> TASK ITEM
Everything in the listing should be set down exactly, apart from the pictures.

> MATERIAL FOR THE TASK
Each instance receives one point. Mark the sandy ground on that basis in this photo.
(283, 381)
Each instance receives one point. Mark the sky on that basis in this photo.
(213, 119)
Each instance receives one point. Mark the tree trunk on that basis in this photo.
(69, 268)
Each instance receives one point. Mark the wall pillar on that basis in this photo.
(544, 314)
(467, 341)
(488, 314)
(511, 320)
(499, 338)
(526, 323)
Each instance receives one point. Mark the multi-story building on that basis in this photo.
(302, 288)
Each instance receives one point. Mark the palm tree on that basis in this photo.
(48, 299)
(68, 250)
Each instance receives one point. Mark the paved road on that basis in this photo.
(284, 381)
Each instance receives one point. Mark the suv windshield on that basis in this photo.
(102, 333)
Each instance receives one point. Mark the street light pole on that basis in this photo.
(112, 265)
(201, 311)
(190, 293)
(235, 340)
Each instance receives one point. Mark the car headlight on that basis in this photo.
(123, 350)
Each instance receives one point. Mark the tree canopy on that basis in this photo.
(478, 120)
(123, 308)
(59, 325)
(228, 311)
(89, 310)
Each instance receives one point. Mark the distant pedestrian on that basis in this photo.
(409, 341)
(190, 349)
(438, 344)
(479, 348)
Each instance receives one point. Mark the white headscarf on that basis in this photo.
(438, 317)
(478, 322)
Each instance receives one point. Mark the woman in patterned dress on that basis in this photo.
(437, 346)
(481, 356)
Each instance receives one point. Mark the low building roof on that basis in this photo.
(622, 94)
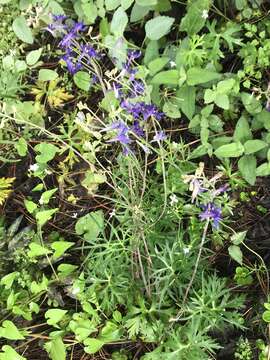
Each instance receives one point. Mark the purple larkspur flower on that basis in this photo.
(67, 40)
(72, 64)
(117, 88)
(88, 50)
(150, 110)
(95, 79)
(137, 88)
(159, 136)
(77, 27)
(59, 18)
(117, 125)
(132, 108)
(57, 25)
(221, 190)
(122, 138)
(137, 129)
(134, 54)
(122, 132)
(211, 212)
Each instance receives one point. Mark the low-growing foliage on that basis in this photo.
(133, 139)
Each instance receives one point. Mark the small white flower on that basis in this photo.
(186, 250)
(173, 199)
(33, 167)
(205, 14)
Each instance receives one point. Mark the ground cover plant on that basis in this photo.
(134, 179)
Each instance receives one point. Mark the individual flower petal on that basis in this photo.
(160, 136)
(137, 129)
(211, 212)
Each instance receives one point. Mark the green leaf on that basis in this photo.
(263, 170)
(37, 250)
(60, 247)
(47, 75)
(239, 237)
(252, 146)
(10, 354)
(82, 80)
(33, 57)
(242, 130)
(252, 105)
(158, 27)
(169, 77)
(151, 52)
(46, 196)
(158, 64)
(225, 86)
(54, 316)
(222, 100)
(209, 96)
(236, 253)
(30, 206)
(90, 225)
(112, 4)
(92, 181)
(139, 12)
(266, 316)
(90, 11)
(171, 110)
(126, 4)
(8, 279)
(247, 166)
(197, 76)
(264, 117)
(21, 147)
(10, 331)
(43, 216)
(119, 22)
(193, 21)
(186, 97)
(146, 2)
(22, 30)
(92, 345)
(198, 152)
(47, 152)
(56, 349)
(230, 150)
(66, 269)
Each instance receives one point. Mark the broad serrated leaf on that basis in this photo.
(252, 146)
(242, 130)
(56, 349)
(197, 76)
(186, 97)
(236, 253)
(247, 166)
(22, 30)
(169, 77)
(263, 170)
(230, 150)
(82, 80)
(194, 20)
(119, 22)
(158, 27)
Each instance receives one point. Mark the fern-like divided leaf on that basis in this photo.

> ANSWER BELOW
Each instance receives one point. Mark the sandy ground on that basis in this photo.
(283, 381)
Each instance receives one point. Mark the sky on that basis in this photo.
(213, 119)
Each instance receives one point. Mark the tree trunk on that basis in this photo.
(69, 268)
Each instance receives one point. Mark the wall pillar on that basis in this photo.
(544, 314)
(467, 341)
(488, 314)
(511, 320)
(499, 338)
(526, 323)
Each instance receives one point. Mark the multi-story building on that basis in this photo.
(302, 288)
Each instance receives one point. Mark the palm tree on that basis in this photo.
(48, 299)
(68, 250)
Each instance receives one point. Mark the paved road on that basis in this photo.
(284, 381)
Each instance receives one point. Mark the suv windshield on that basis in this photo.
(102, 333)
Each instance receives one point. Mark the street light pole on that basis in this photo.
(112, 265)
(201, 311)
(190, 293)
(235, 340)
Each instance receives one point. Mark the car headlight on that basis in this photo.
(123, 350)
Each instance receives one point. Mark the tree canopy on that basis in this photo.
(478, 120)
(123, 308)
(59, 325)
(228, 311)
(89, 310)
Each instance receives one point. Mark the distant pedestrian on that basis in this photo.
(409, 341)
(190, 349)
(438, 344)
(479, 348)
Each instance receives one point. Mark the white headscarf on that basis in this photo.
(438, 317)
(478, 322)
Each instance receives one point. Mark the woman in patterned dress on that basis in this photo.
(437, 346)
(481, 356)
Each instance receives one point. Mark the low building roof on that basis in this photo.
(622, 94)
Each instance receives one point. Mark the purple larkspur flower on that basis in this photo.
(67, 40)
(72, 64)
(117, 88)
(88, 50)
(150, 110)
(95, 79)
(137, 88)
(159, 136)
(77, 27)
(59, 18)
(117, 125)
(132, 108)
(57, 25)
(221, 190)
(122, 138)
(137, 129)
(134, 54)
(122, 132)
(211, 212)
Each instance receives one point. Mark the low-growing foliage on that basis in this photo.
(133, 139)
Each instance receives one point. Mark the small white flower on that basis in this photo.
(186, 250)
(173, 199)
(33, 167)
(205, 14)
Each instance receives one point. Mark the ground cover plant on that basis in this photo.
(134, 179)
Each instance receives one point. Mark the individual flower petal on that basis in this photo.
(160, 136)
(137, 129)
(211, 212)
Each instance receives one point. Mark the green leaf on that basis in this photo.
(263, 170)
(37, 250)
(60, 247)
(47, 75)
(239, 237)
(252, 146)
(10, 354)
(82, 80)
(33, 57)
(242, 130)
(252, 105)
(158, 27)
(169, 77)
(151, 52)
(46, 196)
(158, 64)
(225, 86)
(54, 316)
(222, 100)
(209, 96)
(236, 253)
(30, 206)
(90, 225)
(112, 4)
(92, 181)
(139, 12)
(266, 316)
(90, 11)
(171, 110)
(126, 4)
(8, 279)
(247, 166)
(197, 76)
(264, 117)
(21, 147)
(10, 331)
(43, 216)
(119, 22)
(193, 21)
(186, 97)
(146, 2)
(22, 30)
(92, 345)
(198, 152)
(47, 152)
(56, 349)
(230, 150)
(66, 269)
Each instance receives one point. Mark the broad serrated leaf on that basis in this photo.
(252, 146)
(242, 130)
(56, 349)
(197, 76)
(186, 97)
(236, 253)
(247, 166)
(22, 30)
(169, 77)
(263, 170)
(230, 150)
(82, 80)
(194, 20)
(119, 22)
(158, 27)
Each instance receives one point. Mark the fern-like divided leaf on that basis in this photo.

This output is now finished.